=== Document passage ===
Jesus has been anointed for ministry through John’s baptism in the Jordan River (Matthew 3). Jesus has survived hunger and parried the temptations thrust by the devil (Matthew 4: 11). The bottom-line temptation was to cling to the title ‘Son of God’ while exercising his own authority to carry out the mission on earth in his way. If Jesus had decided on this path, he would have been testing the Father with his disobedience. Jesus did not test the Father; he passed the test.

 

I am reminded of Moses when he was exasperated with the people who were complaining about hunger and thirst. In Exodus 17: 1-7, God instructed Moses to strike a rock with his staff; he did and water rushed out. Later, in Numbers 1-13, God instructed Moses to “command the rock before their eyes to yield its water.” However, when Moses and Aaron arrived at the rock, Moses said this to the people; “Listen, you rebels, shall we bring water for you out of the rock?” The ‘we’ refers to Moses and Aaron; no mention of God. “Then Moses lifted up his hand and struck the rock twice with his staff; water came out abundantly, and the congregation and livestock drank.” Well, it turned out all right. The people got water; so, same outcome, right?

=== Records for this exercise ===
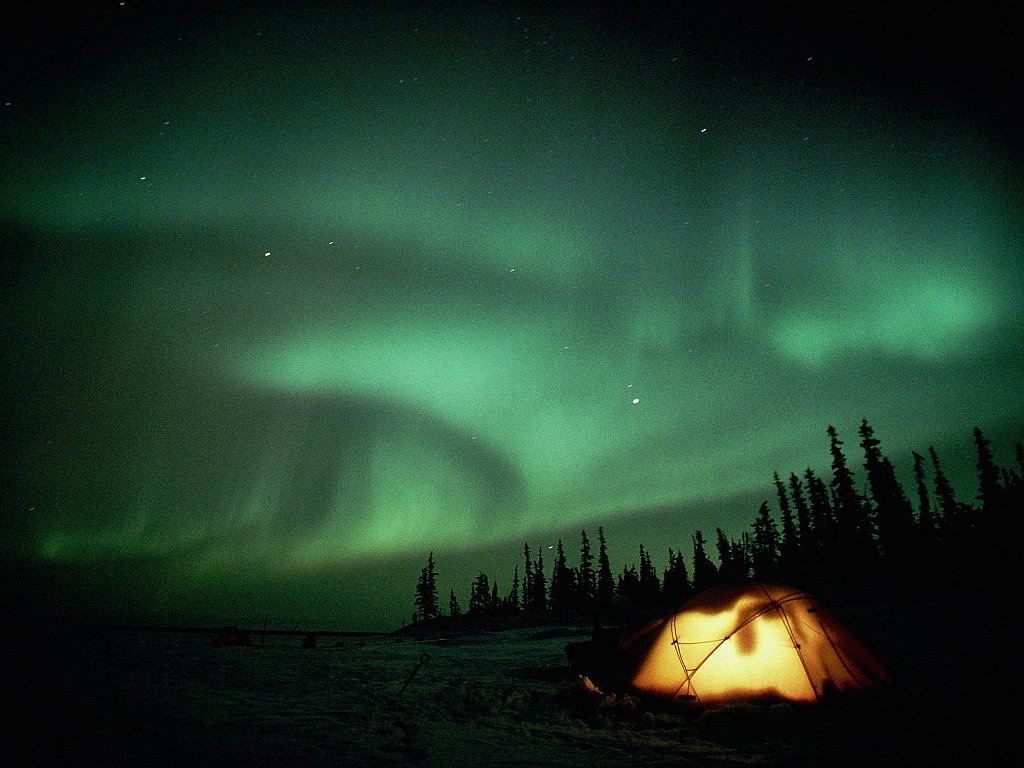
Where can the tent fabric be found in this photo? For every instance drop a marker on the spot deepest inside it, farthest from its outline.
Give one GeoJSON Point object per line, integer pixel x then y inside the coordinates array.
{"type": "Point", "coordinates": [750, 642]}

...

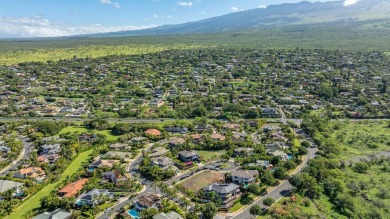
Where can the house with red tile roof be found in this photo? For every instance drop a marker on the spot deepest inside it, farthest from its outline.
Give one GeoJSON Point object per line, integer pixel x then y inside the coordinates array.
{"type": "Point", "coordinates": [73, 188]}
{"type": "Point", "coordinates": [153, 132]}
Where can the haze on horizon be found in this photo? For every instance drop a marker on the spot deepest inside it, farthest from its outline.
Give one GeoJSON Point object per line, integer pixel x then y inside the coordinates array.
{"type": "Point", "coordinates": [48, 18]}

=== Requirement A ===
How many lines in the records contain the string "found", counting case? Give only the number.
=== Requirement B ===
Can you carry on the reflection about Jesus's temptation and Moses striking the rock, picking up after its last sentence?

=== Final answer A ===
3

=== Final answer B ===
 

Water, yes. Obedience, no. God had given specific instructions for each event. Instead of commanding the rock in the second event, Moses struck the rock as he had the first time. Each way would work, but efficiency is not the question. Obedience is the issue. Here is the next verse: “But the LORD said to Moses and Aaron, ‘Because you did not trust in me, to show my holiness before the eyes of the Israelites, therefore you shall not bring this assembly into the land that I have given to you’.” Now you can see the nature of the Jesus’ test. Jesus was determined to carry out God’s mission in God’s way, not in his own way. What a lesson for us![1]

 

4: 12-17.  Now when Jesus heard that John had been arrested, he withdrew to Galilee. He left Nazareth and made his home in Capernaum by the sea, in the territory of Zebulun and Naphtali, so that what had been spoken through the prophet Isaiah might be fulfilled: “Land of Zebulun, land of Naphtali, on the road by the sea, across the Jordan, Galilee of the gentiles—the people who sat in darkness have seen a great light, and for those who sat in the region and shadow of death light has dawned.”

 

This confirms that Jesus was on the Jordan farther south during the Baptism and the Temptations. Jesus goes home from the banks of the Jordan east of Jerusalem, then withdraws even further by leaving Nazareth. Why? Jesus was known as ‘Jesus of Nazareth’ and could be found there if the authorities put out an arrest warrant. He moved, and will continue to move because he is embarking on life as an itinerant preacher and healer. Jesus often returns to his base in Capernaum, according to Matthew (Chapters 8, 11, 17) as well as the other Gospels.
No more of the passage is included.